Items from a data source
>> Start

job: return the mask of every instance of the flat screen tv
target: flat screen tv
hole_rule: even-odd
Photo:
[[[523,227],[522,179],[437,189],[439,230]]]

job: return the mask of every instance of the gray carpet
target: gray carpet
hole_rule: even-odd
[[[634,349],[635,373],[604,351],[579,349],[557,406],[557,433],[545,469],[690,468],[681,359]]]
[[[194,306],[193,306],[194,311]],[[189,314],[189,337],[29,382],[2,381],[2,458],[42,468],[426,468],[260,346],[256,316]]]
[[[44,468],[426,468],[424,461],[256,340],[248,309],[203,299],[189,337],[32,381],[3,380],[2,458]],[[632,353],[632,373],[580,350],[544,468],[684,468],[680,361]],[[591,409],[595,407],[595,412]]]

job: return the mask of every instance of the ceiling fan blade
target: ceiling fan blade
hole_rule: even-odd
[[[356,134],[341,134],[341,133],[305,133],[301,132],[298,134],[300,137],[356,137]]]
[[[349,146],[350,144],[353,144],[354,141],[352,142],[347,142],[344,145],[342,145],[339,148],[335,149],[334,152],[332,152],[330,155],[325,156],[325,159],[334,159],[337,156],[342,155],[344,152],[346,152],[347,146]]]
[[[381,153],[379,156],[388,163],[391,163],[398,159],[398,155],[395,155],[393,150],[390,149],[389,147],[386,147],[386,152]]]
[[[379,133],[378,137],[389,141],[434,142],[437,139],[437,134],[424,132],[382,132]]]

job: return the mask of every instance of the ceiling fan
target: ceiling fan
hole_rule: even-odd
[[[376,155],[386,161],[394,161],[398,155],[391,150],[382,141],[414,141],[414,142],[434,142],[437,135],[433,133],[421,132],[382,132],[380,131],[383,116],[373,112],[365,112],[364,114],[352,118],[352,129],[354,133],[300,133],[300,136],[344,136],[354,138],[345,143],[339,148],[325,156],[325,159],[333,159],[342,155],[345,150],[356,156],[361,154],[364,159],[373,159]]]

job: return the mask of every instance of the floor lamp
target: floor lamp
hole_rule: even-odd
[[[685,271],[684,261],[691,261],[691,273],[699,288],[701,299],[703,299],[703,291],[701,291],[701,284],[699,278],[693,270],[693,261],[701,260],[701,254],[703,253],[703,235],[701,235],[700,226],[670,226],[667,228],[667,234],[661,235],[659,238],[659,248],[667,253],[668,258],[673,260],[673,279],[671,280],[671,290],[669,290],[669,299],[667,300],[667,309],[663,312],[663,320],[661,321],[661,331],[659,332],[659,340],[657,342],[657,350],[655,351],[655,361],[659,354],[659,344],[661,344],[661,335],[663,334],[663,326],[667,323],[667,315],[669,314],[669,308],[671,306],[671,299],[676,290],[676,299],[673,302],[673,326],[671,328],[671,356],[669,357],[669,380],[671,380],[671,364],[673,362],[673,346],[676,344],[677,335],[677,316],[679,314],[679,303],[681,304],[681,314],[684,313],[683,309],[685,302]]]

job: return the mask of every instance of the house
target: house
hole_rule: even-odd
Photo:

>> End

**What the task asks**
Copy out the listing above, renaming every "hole_rule" to "fill_rule" and leaving all other text untouched.

**Correct response**
job: return the mask of every instance of the flat screen tv
target: flat screen tv
fill_rule: even-odd
Photo:
[[[523,227],[522,179],[437,189],[439,230]]]

job: return the mask of every instance of the gray carpet
target: gray carpet
fill_rule: even-odd
[[[634,349],[635,373],[604,351],[579,349],[557,406],[557,433],[545,469],[690,468],[681,359]]]
[[[194,306],[193,306],[194,311]],[[189,314],[189,337],[29,382],[2,381],[2,458],[42,468],[426,468],[260,346],[256,316]]]
[[[44,468],[426,468],[424,461],[256,340],[248,309],[203,299],[189,337],[32,381],[3,380],[2,458]],[[632,353],[632,373],[580,350],[544,468],[684,468],[680,361]],[[591,409],[595,407],[595,412]]]

job: return the mask of every instance of the ceiling fan blade
target: ceiling fan blade
fill_rule: even-odd
[[[356,134],[341,134],[341,133],[305,133],[301,132],[298,134],[300,137],[356,137]]]
[[[349,146],[350,144],[353,144],[354,141],[352,142],[347,142],[344,145],[342,145],[339,148],[335,149],[334,152],[332,152],[330,155],[325,156],[325,159],[334,159],[337,156],[342,155],[344,152],[346,152],[347,146]]]
[[[381,153],[379,156],[388,163],[391,163],[398,159],[398,155],[395,155],[393,150],[390,149],[389,147],[386,147],[386,152]]]
[[[379,133],[378,137],[389,141],[434,142],[437,139],[437,134],[424,132],[382,132]]]

job: return the mask of every instance of the ceiling fan
target: ceiling fan
fill_rule: even-odd
[[[376,155],[386,161],[394,161],[398,155],[391,150],[382,141],[414,141],[414,142],[434,142],[437,135],[433,133],[421,132],[382,132],[380,131],[383,116],[373,112],[365,112],[364,114],[352,118],[352,129],[354,133],[300,133],[300,136],[344,136],[354,138],[345,143],[339,148],[325,156],[325,159],[333,159],[342,155],[345,150],[356,156],[361,154],[364,159],[373,159]]]

job: return the mask of every instance of the floor lamp
target: floor lamp
fill_rule: even-odd
[[[685,271],[684,261],[691,261],[691,273],[699,288],[701,299],[703,299],[703,291],[701,291],[701,284],[699,278],[693,270],[693,261],[701,260],[701,254],[703,253],[703,235],[701,235],[700,226],[670,226],[667,228],[667,234],[661,235],[659,238],[659,248],[667,253],[668,258],[673,260],[673,279],[671,280],[671,290],[669,290],[669,299],[667,300],[667,309],[663,312],[663,320],[661,321],[661,331],[659,332],[659,340],[657,342],[657,350],[655,351],[655,361],[659,354],[659,344],[661,344],[661,335],[663,334],[663,326],[667,323],[667,315],[669,314],[669,308],[671,306],[671,299],[676,290],[676,299],[673,302],[673,326],[671,328],[671,356],[669,357],[669,380],[671,380],[671,364],[673,362],[673,346],[676,344],[677,335],[677,316],[679,314],[679,303],[681,304],[681,314],[684,313],[683,309],[685,302]]]

job: return the mask of every instance of the house
target: house
fill_rule: even-odd
Photo:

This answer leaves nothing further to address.